Print these lines unchanged, starting with the line that contains "target: ceiling fan blade" and going on through the line that contains "123 44 L 123".

**********

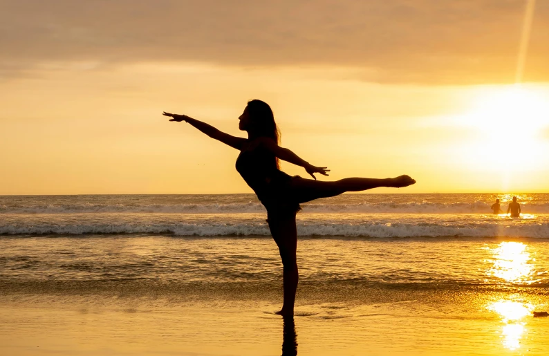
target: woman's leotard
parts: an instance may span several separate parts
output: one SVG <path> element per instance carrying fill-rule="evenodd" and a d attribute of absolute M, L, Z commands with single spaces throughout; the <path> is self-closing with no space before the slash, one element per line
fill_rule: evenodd
<path fill-rule="evenodd" d="M 274 154 L 261 147 L 248 147 L 240 152 L 236 167 L 270 215 L 299 210 L 290 188 L 292 177 L 277 167 Z"/>

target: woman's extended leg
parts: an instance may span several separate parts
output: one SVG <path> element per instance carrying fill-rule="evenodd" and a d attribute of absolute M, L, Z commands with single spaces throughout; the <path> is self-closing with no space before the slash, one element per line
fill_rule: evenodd
<path fill-rule="evenodd" d="M 295 292 L 299 278 L 296 257 L 297 230 L 295 213 L 288 213 L 284 217 L 270 216 L 268 222 L 272 238 L 279 247 L 283 268 L 284 303 L 282 309 L 277 314 L 293 315 Z"/>
<path fill-rule="evenodd" d="M 349 178 L 332 182 L 322 182 L 301 177 L 294 177 L 290 183 L 292 196 L 299 203 L 335 196 L 346 191 L 360 191 L 380 187 L 400 188 L 416 182 L 409 176 L 400 176 L 394 178 Z"/>

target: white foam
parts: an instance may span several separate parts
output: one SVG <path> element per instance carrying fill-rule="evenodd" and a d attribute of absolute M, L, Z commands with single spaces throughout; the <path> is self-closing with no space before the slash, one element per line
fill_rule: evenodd
<path fill-rule="evenodd" d="M 355 204 L 303 205 L 308 213 L 402 213 L 402 214 L 487 214 L 490 204 L 474 203 L 379 203 Z M 549 203 L 522 205 L 523 212 L 549 213 Z M 164 214 L 238 214 L 264 212 L 259 203 L 234 204 L 179 204 L 179 205 L 94 205 L 89 203 L 66 205 L 0 205 L 0 214 L 73 214 L 73 213 L 164 213 Z"/>
<path fill-rule="evenodd" d="M 478 223 L 469 226 L 452 224 L 422 223 L 298 223 L 299 236 L 344 236 L 375 238 L 388 237 L 528 237 L 549 238 L 549 224 L 502 225 Z M 82 225 L 7 225 L 0 226 L 0 234 L 168 234 L 176 236 L 270 236 L 267 224 L 196 224 L 165 223 L 87 223 Z"/>

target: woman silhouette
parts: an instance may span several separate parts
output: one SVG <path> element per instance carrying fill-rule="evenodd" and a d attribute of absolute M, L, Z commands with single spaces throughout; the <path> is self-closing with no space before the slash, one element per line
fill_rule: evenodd
<path fill-rule="evenodd" d="M 295 216 L 299 204 L 335 196 L 346 191 L 360 191 L 379 187 L 401 187 L 416 180 L 408 176 L 375 179 L 349 178 L 332 182 L 317 180 L 314 174 L 328 176 L 325 167 L 316 167 L 279 146 L 279 131 L 269 105 L 261 100 L 251 100 L 239 120 L 239 129 L 248 133 L 248 139 L 221 132 L 205 122 L 185 115 L 165 112 L 169 121 L 185 121 L 208 136 L 240 151 L 236 171 L 257 195 L 267 209 L 267 222 L 279 247 L 283 266 L 284 301 L 277 314 L 293 315 L 297 288 L 297 232 Z M 279 159 L 301 166 L 314 179 L 291 176 L 279 168 Z"/>

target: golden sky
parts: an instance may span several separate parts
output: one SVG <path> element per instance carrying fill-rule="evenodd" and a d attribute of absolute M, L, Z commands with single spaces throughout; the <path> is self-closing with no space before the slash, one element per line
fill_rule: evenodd
<path fill-rule="evenodd" d="M 243 135 L 254 98 L 329 179 L 549 191 L 549 2 L 518 87 L 525 5 L 0 0 L 0 194 L 251 192 L 236 151 L 161 113 Z"/>

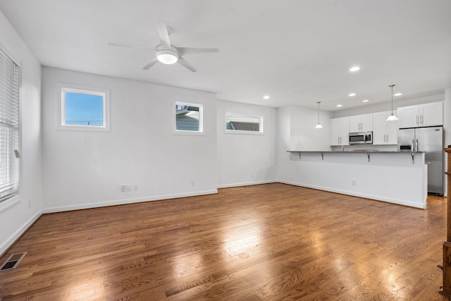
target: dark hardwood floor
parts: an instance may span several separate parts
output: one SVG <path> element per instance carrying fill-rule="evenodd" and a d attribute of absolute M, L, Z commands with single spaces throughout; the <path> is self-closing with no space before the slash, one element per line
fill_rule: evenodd
<path fill-rule="evenodd" d="M 442 300 L 446 202 L 267 184 L 42 216 L 1 300 Z"/>

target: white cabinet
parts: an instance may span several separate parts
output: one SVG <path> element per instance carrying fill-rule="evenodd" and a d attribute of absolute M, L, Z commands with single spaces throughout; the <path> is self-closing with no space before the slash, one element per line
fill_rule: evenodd
<path fill-rule="evenodd" d="M 350 145 L 350 118 L 330 119 L 330 145 Z"/>
<path fill-rule="evenodd" d="M 385 121 L 391 111 L 373 113 L 373 145 L 397 144 L 397 121 Z"/>
<path fill-rule="evenodd" d="M 373 130 L 373 114 L 357 115 L 350 117 L 350 133 Z"/>
<path fill-rule="evenodd" d="M 443 125 L 443 102 L 397 108 L 400 128 Z"/>

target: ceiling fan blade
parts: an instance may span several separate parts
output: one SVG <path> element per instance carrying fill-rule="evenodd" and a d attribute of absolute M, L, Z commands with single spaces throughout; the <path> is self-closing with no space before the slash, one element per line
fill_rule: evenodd
<path fill-rule="evenodd" d="M 171 49 L 171 41 L 169 40 L 169 34 L 168 33 L 166 25 L 163 23 L 156 23 L 156 30 L 158 31 L 158 36 L 160 38 L 161 45 L 168 49 Z"/>
<path fill-rule="evenodd" d="M 123 44 L 123 43 L 116 43 L 116 42 L 109 42 L 108 44 L 110 46 L 120 46 L 121 47 L 138 48 L 140 49 L 153 49 L 152 48 L 147 48 L 143 46 L 131 45 L 130 44 Z"/>
<path fill-rule="evenodd" d="M 219 52 L 217 48 L 190 48 L 190 47 L 177 47 L 177 51 L 180 56 L 185 54 L 208 54 L 210 52 Z"/>
<path fill-rule="evenodd" d="M 146 66 L 142 67 L 142 70 L 149 70 L 149 68 L 150 67 L 152 67 L 152 66 L 155 65 L 156 63 L 156 62 L 158 62 L 158 60 L 156 59 L 154 59 L 152 60 L 151 61 L 147 63 L 147 64 Z"/>
<path fill-rule="evenodd" d="M 188 63 L 185 59 L 183 59 L 181 56 L 178 57 L 178 61 L 177 61 L 177 63 L 180 63 L 183 67 L 186 68 L 187 69 L 192 72 L 196 72 L 196 69 L 192 66 L 191 66 L 190 63 Z"/>

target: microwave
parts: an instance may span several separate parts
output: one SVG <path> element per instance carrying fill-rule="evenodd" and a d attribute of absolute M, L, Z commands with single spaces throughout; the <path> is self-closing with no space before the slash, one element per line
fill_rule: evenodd
<path fill-rule="evenodd" d="M 350 145 L 363 144 L 373 144 L 373 132 L 350 133 Z"/>

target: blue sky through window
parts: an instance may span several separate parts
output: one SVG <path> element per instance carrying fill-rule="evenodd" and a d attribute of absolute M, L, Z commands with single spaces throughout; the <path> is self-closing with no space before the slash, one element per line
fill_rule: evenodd
<path fill-rule="evenodd" d="M 103 96 L 66 92 L 65 98 L 66 124 L 103 125 Z"/>

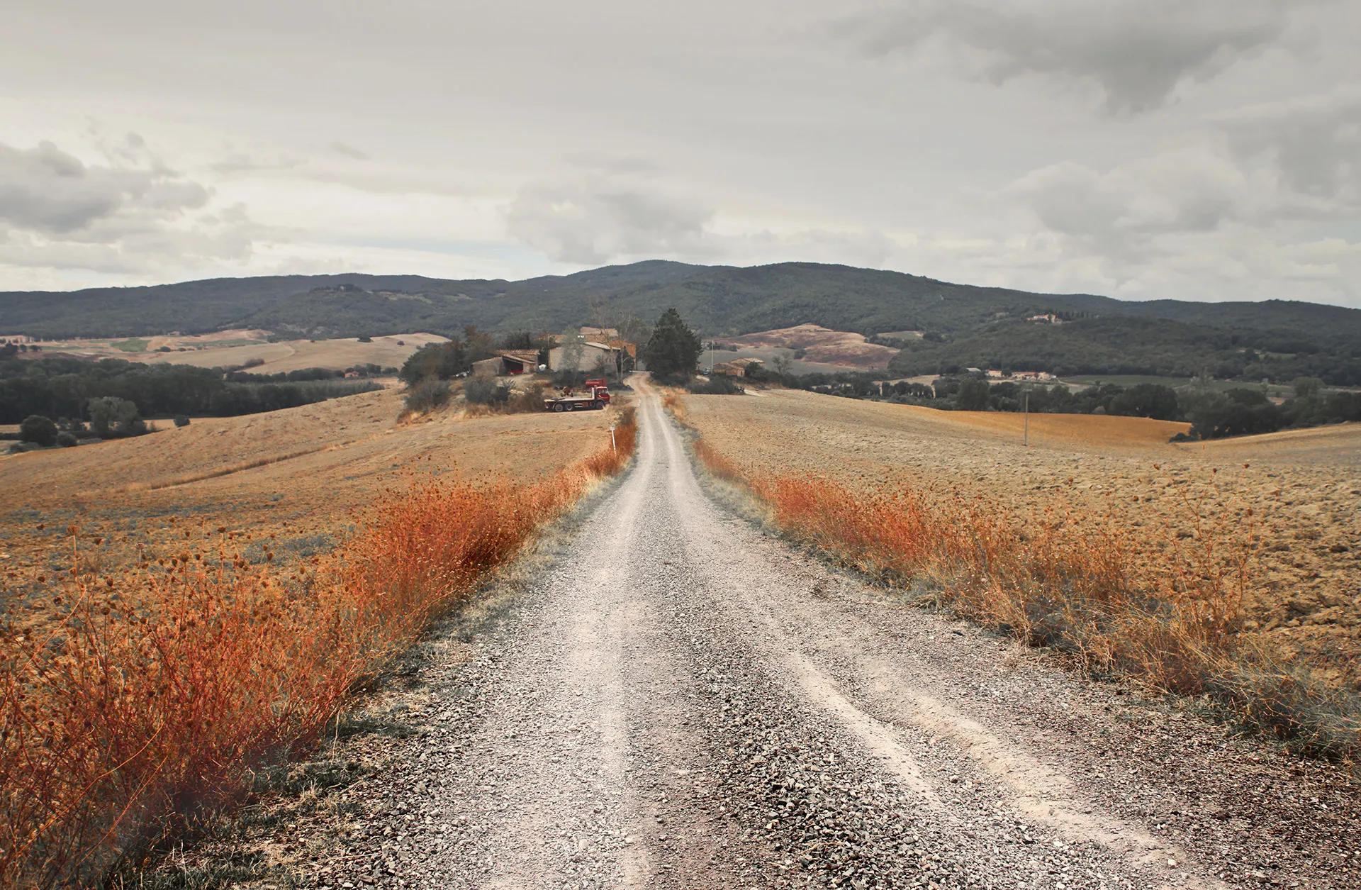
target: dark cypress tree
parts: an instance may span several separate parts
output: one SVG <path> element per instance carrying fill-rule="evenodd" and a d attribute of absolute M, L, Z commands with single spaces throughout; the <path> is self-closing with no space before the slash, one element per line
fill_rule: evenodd
<path fill-rule="evenodd" d="M 653 377 L 678 378 L 694 373 L 704 344 L 700 335 L 680 317 L 675 309 L 667 309 L 652 329 L 652 339 L 642 347 L 642 361 Z"/>

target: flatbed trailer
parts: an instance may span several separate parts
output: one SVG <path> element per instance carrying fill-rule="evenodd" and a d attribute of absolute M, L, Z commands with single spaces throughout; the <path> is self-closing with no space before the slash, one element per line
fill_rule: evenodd
<path fill-rule="evenodd" d="M 604 386 L 588 386 L 585 392 L 568 392 L 543 400 L 546 411 L 599 411 L 610 403 L 610 393 Z"/>

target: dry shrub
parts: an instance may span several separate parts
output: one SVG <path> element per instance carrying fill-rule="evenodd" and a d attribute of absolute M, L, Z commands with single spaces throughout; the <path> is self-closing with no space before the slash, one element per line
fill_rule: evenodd
<path fill-rule="evenodd" d="M 0 637 L 0 885 L 99 883 L 246 793 L 358 683 L 542 524 L 621 468 L 615 446 L 534 484 L 414 483 L 327 557 L 249 563 L 218 529 L 120 573 L 37 576 L 54 631 Z M 152 603 L 133 607 L 129 603 Z"/>
<path fill-rule="evenodd" d="M 675 392 L 668 392 L 661 396 L 661 407 L 671 412 L 671 416 L 676 419 L 678 423 L 686 423 L 685 401 Z"/>
<path fill-rule="evenodd" d="M 1210 695 L 1296 750 L 1361 751 L 1357 697 L 1243 633 L 1259 546 L 1251 509 L 1211 517 L 1187 497 L 1190 538 L 1134 538 L 1112 512 L 1017 516 L 957 491 L 866 495 L 827 479 L 744 474 L 702 441 L 695 453 L 713 475 L 746 483 L 781 531 L 862 572 L 1093 674 Z"/>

**********

[Answer below]:
target: ceiling fan blade
parts: an instance may span several separate parts
output: one SVG <path> element per instance carrying fill-rule="evenodd" and a d attribute of absolute M, L, Z commands with single spaces throughout; the <path> is self-closing with no space before the slash, one element per line
fill_rule: evenodd
<path fill-rule="evenodd" d="M 171 49 L 171 41 L 169 40 L 169 34 L 168 33 L 166 25 L 163 23 L 156 23 L 156 30 L 158 31 L 158 36 L 160 38 L 161 45 L 168 49 Z"/>
<path fill-rule="evenodd" d="M 123 44 L 123 43 L 116 43 L 116 42 L 109 42 L 108 44 L 110 46 L 120 46 L 121 47 L 138 48 L 140 49 L 153 49 L 152 48 L 147 48 L 143 46 L 131 45 L 130 44 Z"/>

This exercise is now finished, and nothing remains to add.